++++ MATERIAL PROVIDED

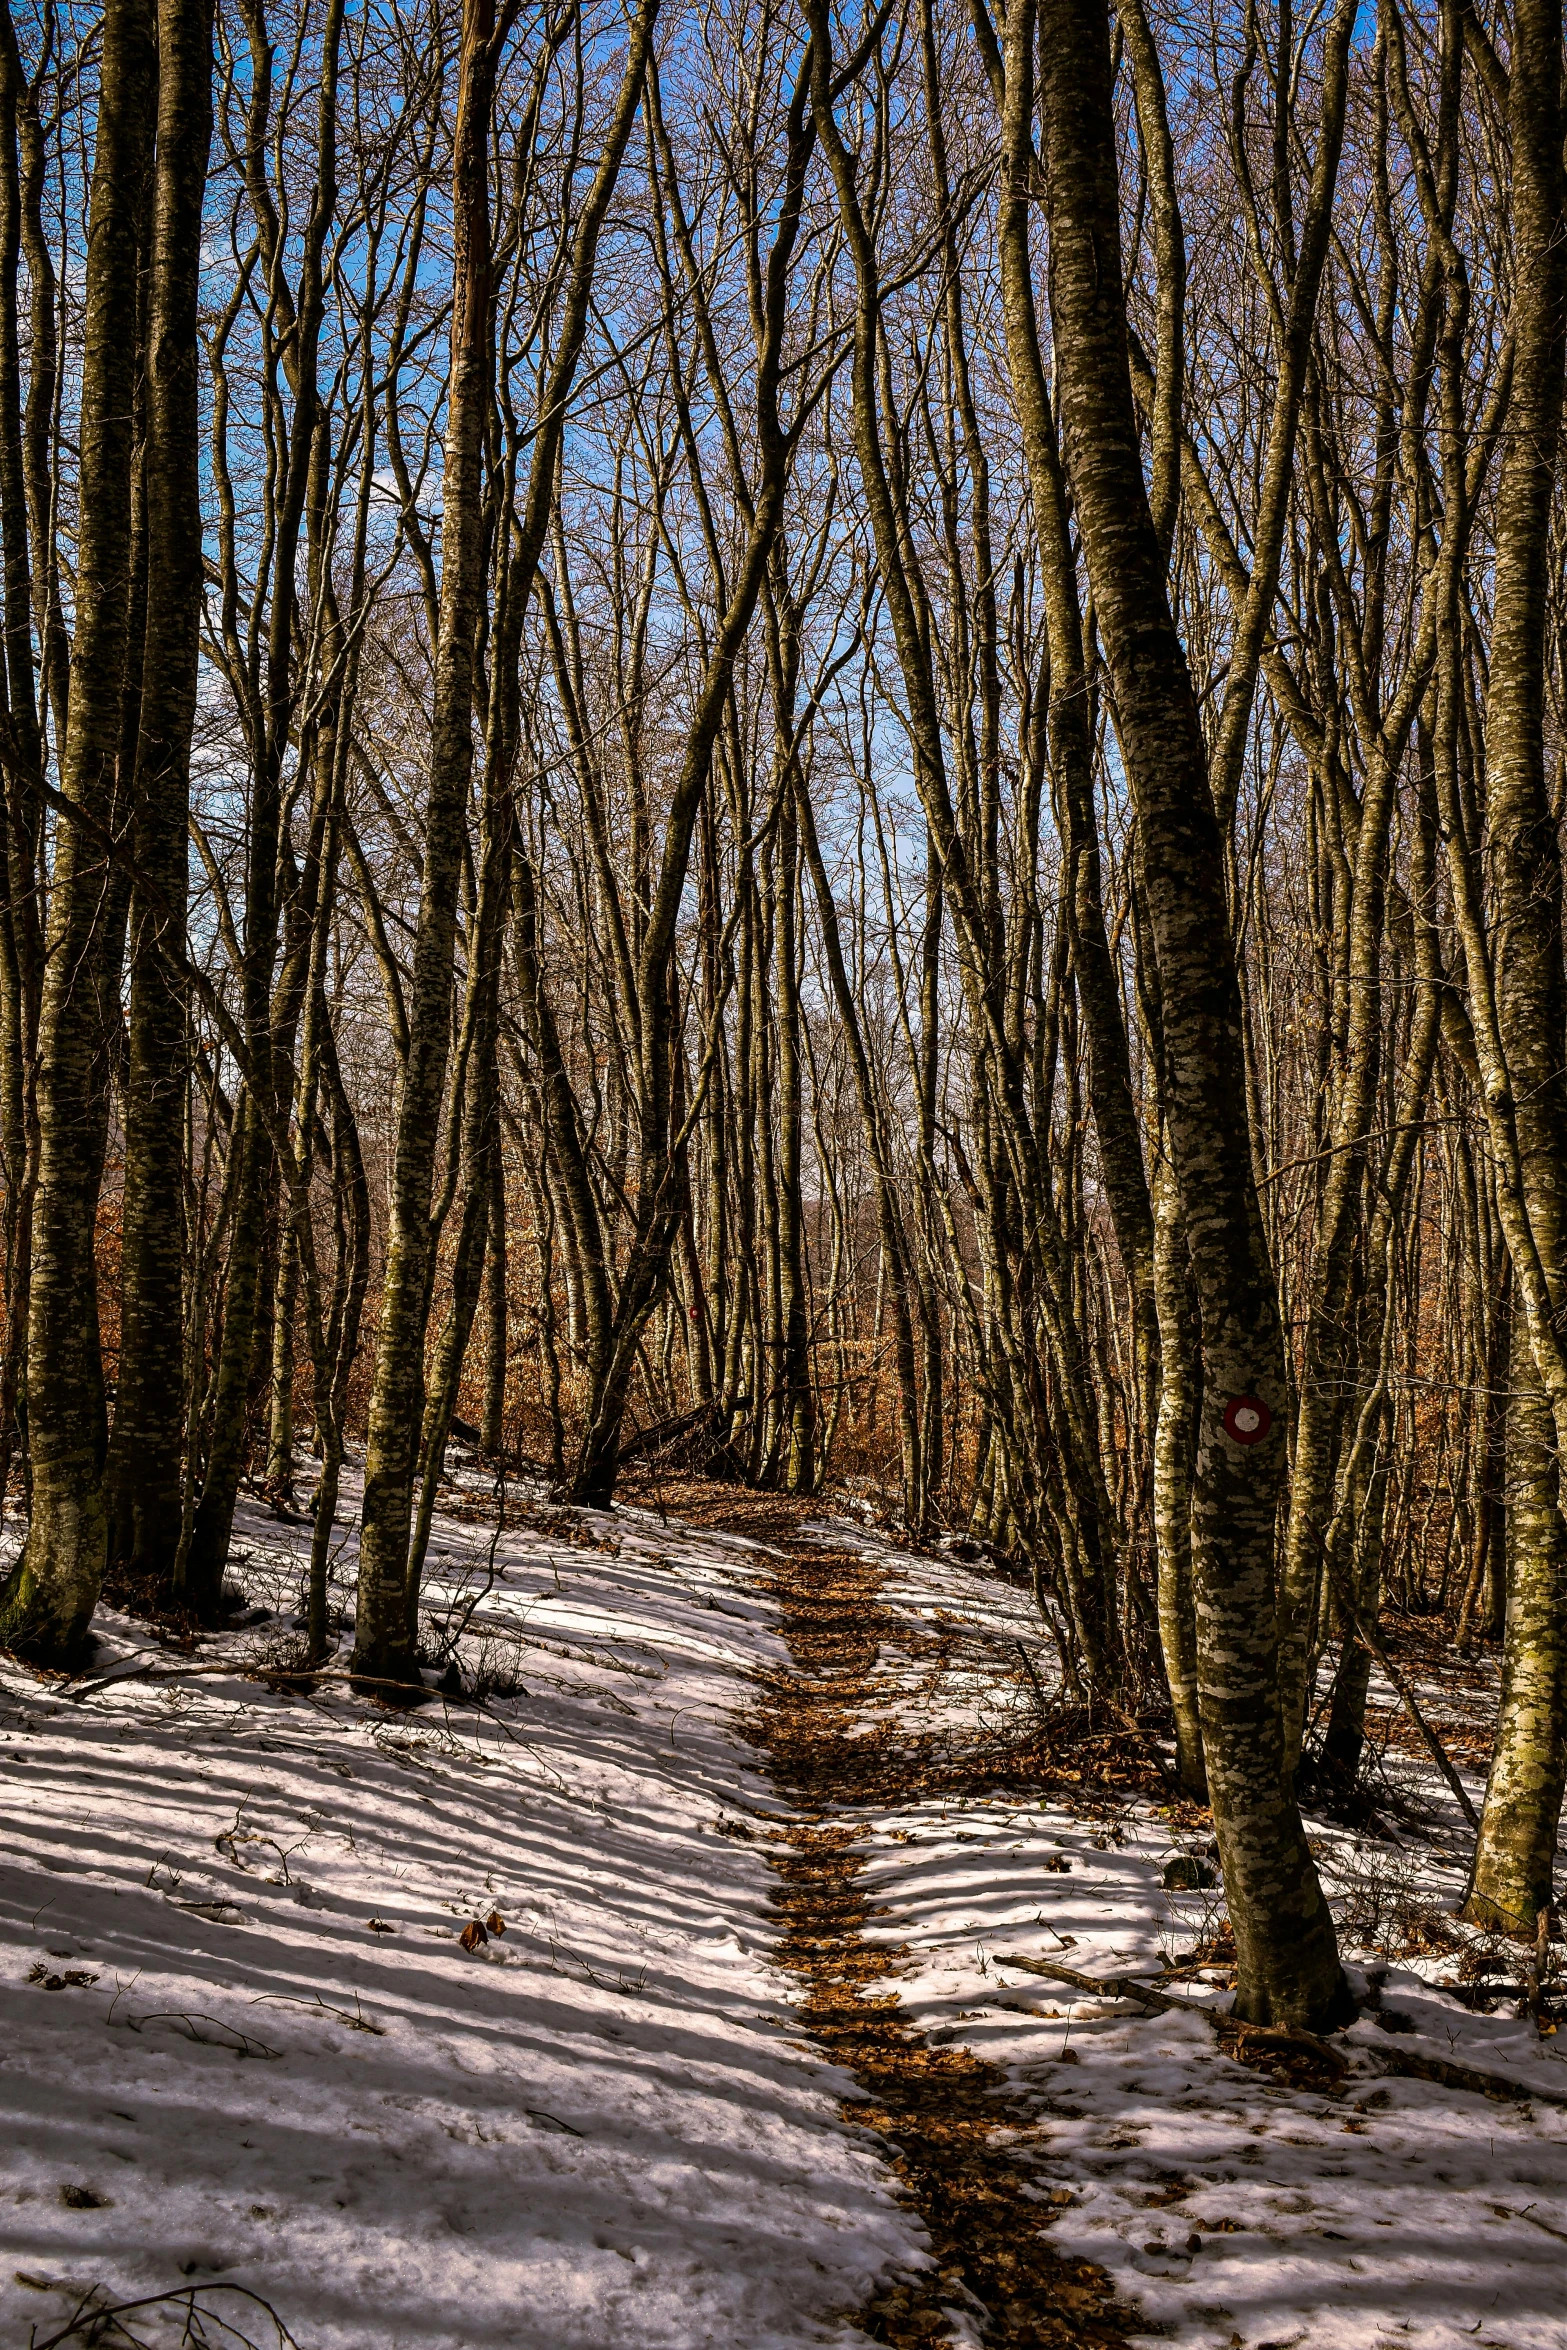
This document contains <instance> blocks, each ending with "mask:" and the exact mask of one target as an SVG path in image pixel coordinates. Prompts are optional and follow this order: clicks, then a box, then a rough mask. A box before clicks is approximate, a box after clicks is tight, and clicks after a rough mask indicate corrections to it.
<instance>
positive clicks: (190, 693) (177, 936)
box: [108, 0, 211, 1572]
mask: <svg viewBox="0 0 1567 2350" xmlns="http://www.w3.org/2000/svg"><path fill="white" fill-rule="evenodd" d="M209 143H211V5H209V0H160V9H157V169H155V183H153V284H150V301H148V437H146V517H148V519H146V529H148V564H150V576H153V578H155V580H157V592H155V595H150V597H148V620H146V651H143V674H141V733H139V745H136V823H134V844H136V881H134V895H132V938H129V959H132V1018H129V1072H127V1086H125V1210H122V1248H120V1267H122V1300H120V1389H117V1396H115V1433H113V1445H110V1459H108V1551H110V1558H117V1560H122V1563H127V1565H129V1567H136V1570H162V1572H169V1570H172V1565H174V1553H176V1549H179V1530H181V1443H183V1401H186V1398H183V1370H186V1321H183V1236H186V1199H183V1177H186V1116H183V1102H186V1083H188V1055H186V975H183V959H186V886H188V879H186V858H188V827H190V733H193V726H195V691H197V656H200V627H202V489H200V449H197V287H200V259H202V197H204V190H207V150H209Z"/></svg>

++++++++

> BRIEF: Could you write out the records exactly while omitting every picture?

> FINAL ANSWER:
This document contains <instance> blocks, each ending with "mask:" and the exact mask of one target as an SVG path in image pixel coordinates. Prompts are optional and follow this order: clicks, then a box, then a rough mask. A box before clicks is approximate, a box after clicks is tight, and clicks after a rough mask indicate corrections to it.
<instance>
positive clicks: (190, 693) (177, 936)
box: [108, 0, 211, 1572]
mask: <svg viewBox="0 0 1567 2350" xmlns="http://www.w3.org/2000/svg"><path fill="white" fill-rule="evenodd" d="M209 143H211V5H209V0H160V9H157V169H155V183H153V284H150V301H148V437H146V517H148V519H146V529H148V564H150V576H153V578H155V580H157V592H155V595H150V597H148V620H146V651H143V674H141V733H139V745H136V823H134V844H136V881H134V895H132V938H129V959H132V1018H129V1072H127V1086H125V1210H122V1248H120V1267H122V1300H120V1389H117V1396H115V1433H113V1445H110V1459H108V1551H110V1558H117V1560H122V1563H127V1565H129V1567H136V1570H162V1572H169V1570H172V1565H174V1553H176V1549H179V1530H181V1443H183V1401H186V1398H183V1370H186V1321H183V1236H186V1199H183V1177H186V1116H183V1102H186V1083H188V1055H186V975H183V959H186V886H188V879H186V858H188V827H190V733H193V726H195V691H197V656H200V627H202V489H200V449H197V287H200V259H202V197H204V190H207V150H209Z"/></svg>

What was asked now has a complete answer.